Study material Block Start

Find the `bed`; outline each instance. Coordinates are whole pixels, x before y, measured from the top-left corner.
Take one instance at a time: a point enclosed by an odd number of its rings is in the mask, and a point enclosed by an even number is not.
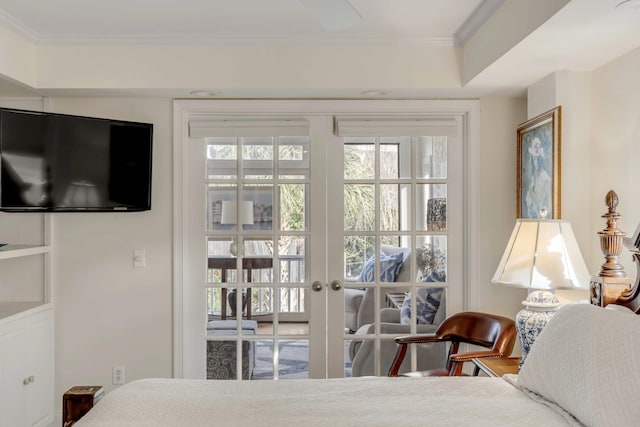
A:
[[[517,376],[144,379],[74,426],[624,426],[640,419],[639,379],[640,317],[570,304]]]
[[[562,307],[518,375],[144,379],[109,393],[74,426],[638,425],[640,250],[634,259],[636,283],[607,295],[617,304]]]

Study material Block End
Study material Block Start

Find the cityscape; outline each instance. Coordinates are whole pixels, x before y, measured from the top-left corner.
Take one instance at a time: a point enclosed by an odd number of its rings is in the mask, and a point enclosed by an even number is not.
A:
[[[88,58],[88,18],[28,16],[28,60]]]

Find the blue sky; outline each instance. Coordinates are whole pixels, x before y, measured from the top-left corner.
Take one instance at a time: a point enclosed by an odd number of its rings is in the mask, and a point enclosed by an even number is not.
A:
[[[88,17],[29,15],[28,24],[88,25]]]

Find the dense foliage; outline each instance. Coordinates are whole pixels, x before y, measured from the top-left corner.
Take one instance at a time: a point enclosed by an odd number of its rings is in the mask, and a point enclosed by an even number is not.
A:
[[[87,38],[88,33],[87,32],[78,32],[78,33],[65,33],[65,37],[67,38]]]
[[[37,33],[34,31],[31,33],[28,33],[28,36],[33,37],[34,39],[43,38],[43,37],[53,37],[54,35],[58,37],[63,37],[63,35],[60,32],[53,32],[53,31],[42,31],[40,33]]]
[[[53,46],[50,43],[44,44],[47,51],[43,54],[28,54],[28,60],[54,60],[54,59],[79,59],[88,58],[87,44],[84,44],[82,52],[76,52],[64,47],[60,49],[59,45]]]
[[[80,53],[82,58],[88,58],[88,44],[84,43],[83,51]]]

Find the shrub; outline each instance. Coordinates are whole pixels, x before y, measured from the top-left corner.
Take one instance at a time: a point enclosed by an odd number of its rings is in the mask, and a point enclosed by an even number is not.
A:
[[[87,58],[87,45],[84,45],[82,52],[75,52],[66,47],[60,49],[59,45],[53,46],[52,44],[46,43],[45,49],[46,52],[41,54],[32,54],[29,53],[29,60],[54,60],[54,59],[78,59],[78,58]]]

Study material Block End

> Your instructions
All lines above from the one with "Find the blue" to the one with "Find the shrub;", inclusive, should be copied exactly, and no other lines.

> Result of the task
Find the blue sky; outline each instance. Coordinates are whole pixels, x before y, measured from the top-left corner.
Take one instance at a time: a point enclosed by an odd number of its rings is in the mask, and a point enclosed by an even number is not.
A:
[[[88,17],[29,15],[28,24],[88,25]]]

Find the dense foliage; outline each instance. Coordinates are whole pixels, x before y, measured from the top-left corner.
Take one instance at a time: a point enclosed by an odd number of its rings is in the mask, and a point enclosed by an even number is not.
A:
[[[87,38],[88,33],[87,32],[78,32],[78,33],[65,33],[65,37],[67,38]]]
[[[37,33],[34,31],[31,33],[28,33],[28,36],[33,37],[34,39],[43,38],[43,37],[53,37],[54,35],[58,37],[63,37],[63,35],[60,32],[53,32],[53,31],[42,31],[40,33]]]
[[[53,46],[50,43],[44,44],[47,51],[43,54],[28,54],[28,60],[54,60],[54,59],[79,59],[88,58],[87,44],[84,44],[82,52],[76,52],[64,47],[60,49],[59,45]]]
[[[80,53],[82,58],[88,58],[88,44],[84,43],[83,51]]]

Find the shrub; outline each instance. Coordinates are whole pixels, x before y, measured from the top-left corner.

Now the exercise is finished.